-- Selected extract --

· · · ·

How to turn any syscall into an event: Introducing eBPF Kernel probes

Mar 30, 2016   #linux  #tracing  #ebpf  #bcc 

TL;DR: Using eBPF in recent (>=4.4) Linux kernel, you can turn any kernel function call into a user land event with arbitrary data. This is made easy by bcc. The probe is written in C while the data is handled by python.

If you are not familiar with eBPF or linux tracing, you really should read the full post. It tries to progressively go through the pitfalls I stumbled unpon while playing around with bcc / eBPF while saving you a lot of the time I spent searching and digging.

A note on push vs pull in a Linux world

When I started to work on containers, I was wondering how we could update a load balancer configuration dynamically based on actual system state. A common strategy, which works, it to let the container orchestrator trigger a load balancer configuration update whenever it starts a container and then let the load balancer poll the container until some health check passes. It may be a simple “SYN” test.

While this configuration works, it has the downside of making your load balancer waiting for some system to be available while it should be… load balancing.

Can we do better?

When you want a program to react to some change in a system there are 2 possible strategies. The program may poll the system to detect changes or, if the system supports it, the system may push events and let the program react to them. Wether you want to use push or poll depends on the context. A good rule of the thumb is to use push events when the event rate is low with respect to the processing time and switch to polling when the events are coming fast or the system may become unusable. For example, typical network driver will wait for events from the network card while frameworks like dpdk will actively poll the card for events to achieve the highest throughput and lowest latency.

· · · ·

-- Dataset entries --
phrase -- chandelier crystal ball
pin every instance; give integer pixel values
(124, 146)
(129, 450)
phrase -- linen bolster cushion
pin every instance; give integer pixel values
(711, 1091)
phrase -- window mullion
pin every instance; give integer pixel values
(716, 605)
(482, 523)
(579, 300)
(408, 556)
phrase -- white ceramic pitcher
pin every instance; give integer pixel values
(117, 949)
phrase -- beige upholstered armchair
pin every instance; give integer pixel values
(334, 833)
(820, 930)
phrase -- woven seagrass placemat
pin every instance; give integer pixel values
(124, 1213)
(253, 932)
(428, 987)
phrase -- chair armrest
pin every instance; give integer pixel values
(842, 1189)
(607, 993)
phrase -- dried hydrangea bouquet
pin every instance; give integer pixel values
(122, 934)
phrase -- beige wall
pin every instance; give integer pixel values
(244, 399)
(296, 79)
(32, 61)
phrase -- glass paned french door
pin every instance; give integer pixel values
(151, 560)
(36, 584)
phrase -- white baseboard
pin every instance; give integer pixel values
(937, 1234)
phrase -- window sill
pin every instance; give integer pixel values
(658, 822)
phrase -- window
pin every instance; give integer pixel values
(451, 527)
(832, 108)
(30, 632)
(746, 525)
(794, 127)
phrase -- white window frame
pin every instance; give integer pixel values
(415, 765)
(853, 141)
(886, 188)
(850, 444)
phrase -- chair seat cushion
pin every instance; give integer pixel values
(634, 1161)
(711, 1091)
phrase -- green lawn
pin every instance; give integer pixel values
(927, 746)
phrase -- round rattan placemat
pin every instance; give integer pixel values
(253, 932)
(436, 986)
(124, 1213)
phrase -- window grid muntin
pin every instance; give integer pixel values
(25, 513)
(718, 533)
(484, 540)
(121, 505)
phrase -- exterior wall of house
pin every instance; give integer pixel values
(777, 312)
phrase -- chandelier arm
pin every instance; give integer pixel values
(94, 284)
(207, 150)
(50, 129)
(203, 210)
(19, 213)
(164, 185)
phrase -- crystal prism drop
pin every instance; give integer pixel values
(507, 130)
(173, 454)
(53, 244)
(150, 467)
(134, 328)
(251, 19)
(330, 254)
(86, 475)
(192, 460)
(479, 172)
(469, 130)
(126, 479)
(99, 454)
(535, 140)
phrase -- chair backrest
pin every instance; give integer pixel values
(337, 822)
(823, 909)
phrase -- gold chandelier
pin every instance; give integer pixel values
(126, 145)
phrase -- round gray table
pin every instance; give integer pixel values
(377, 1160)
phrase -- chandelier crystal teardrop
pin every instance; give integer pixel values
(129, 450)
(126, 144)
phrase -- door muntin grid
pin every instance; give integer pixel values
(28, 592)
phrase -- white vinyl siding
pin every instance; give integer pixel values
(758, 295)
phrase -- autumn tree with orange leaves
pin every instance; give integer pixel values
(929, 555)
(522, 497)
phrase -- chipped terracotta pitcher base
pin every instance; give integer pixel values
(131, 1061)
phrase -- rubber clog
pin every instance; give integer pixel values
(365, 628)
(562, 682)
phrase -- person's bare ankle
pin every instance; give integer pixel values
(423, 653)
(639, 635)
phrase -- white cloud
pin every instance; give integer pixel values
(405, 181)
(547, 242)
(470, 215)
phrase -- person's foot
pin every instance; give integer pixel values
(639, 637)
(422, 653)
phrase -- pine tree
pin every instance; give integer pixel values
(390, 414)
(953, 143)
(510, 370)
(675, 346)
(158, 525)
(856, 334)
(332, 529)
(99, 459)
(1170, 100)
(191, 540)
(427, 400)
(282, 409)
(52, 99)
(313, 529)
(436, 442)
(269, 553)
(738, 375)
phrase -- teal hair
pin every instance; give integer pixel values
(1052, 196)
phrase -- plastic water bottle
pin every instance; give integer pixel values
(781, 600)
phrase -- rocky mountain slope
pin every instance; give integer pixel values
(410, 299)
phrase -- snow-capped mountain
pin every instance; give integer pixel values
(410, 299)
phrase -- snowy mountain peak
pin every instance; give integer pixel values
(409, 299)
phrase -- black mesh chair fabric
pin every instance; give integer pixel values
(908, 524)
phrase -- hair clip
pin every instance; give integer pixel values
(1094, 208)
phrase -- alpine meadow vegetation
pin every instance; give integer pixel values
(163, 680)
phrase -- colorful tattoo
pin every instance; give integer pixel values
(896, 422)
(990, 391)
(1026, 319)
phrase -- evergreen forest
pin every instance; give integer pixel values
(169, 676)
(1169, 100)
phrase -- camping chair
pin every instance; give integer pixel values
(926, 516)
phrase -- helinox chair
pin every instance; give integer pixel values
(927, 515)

· · · ·

Continue the eBPF kernel probes post from the end of its last paragraph.

In an ideal world, we’d have some kernel interface telling us:

  • “Hey Mr. ContainerManager, I’ve just created a socket for the Nginx-ware of container servestaticfiles, maybe you want to update your state?”
  • “Sure Mr. OS, Thanks for letting me know”

While Linux has a wide range of interfaces to deal with events, up to 3 for file events, there is no dedicated interface to get socket event notifications. You can get routing table events, neighbor table events, conntrack events, interface change events. Just, not socket events. Or maybe there is, deep hidden in a Netlink interface.

Ideally, we’d need a generic way to do it. How?

Kernel tracing and eBPF, a bit of history

Until recently the only way was to patch the kernel or resort on SystemTap. SytemTap is a tracing Linux system. In a nutshell, it provides a DSL which is then compiled into a kernel module which is then live-loaded into the running kernel. Except that some production system disable dynamic module loading for security reasons. Including the one I was working on at that time. The other way would be to patch the kernel to trigger some events, probably based on netlink. This is not really convenient. Kernel hacking come with downsides including “interesting” new “features” and increased maintenance burden.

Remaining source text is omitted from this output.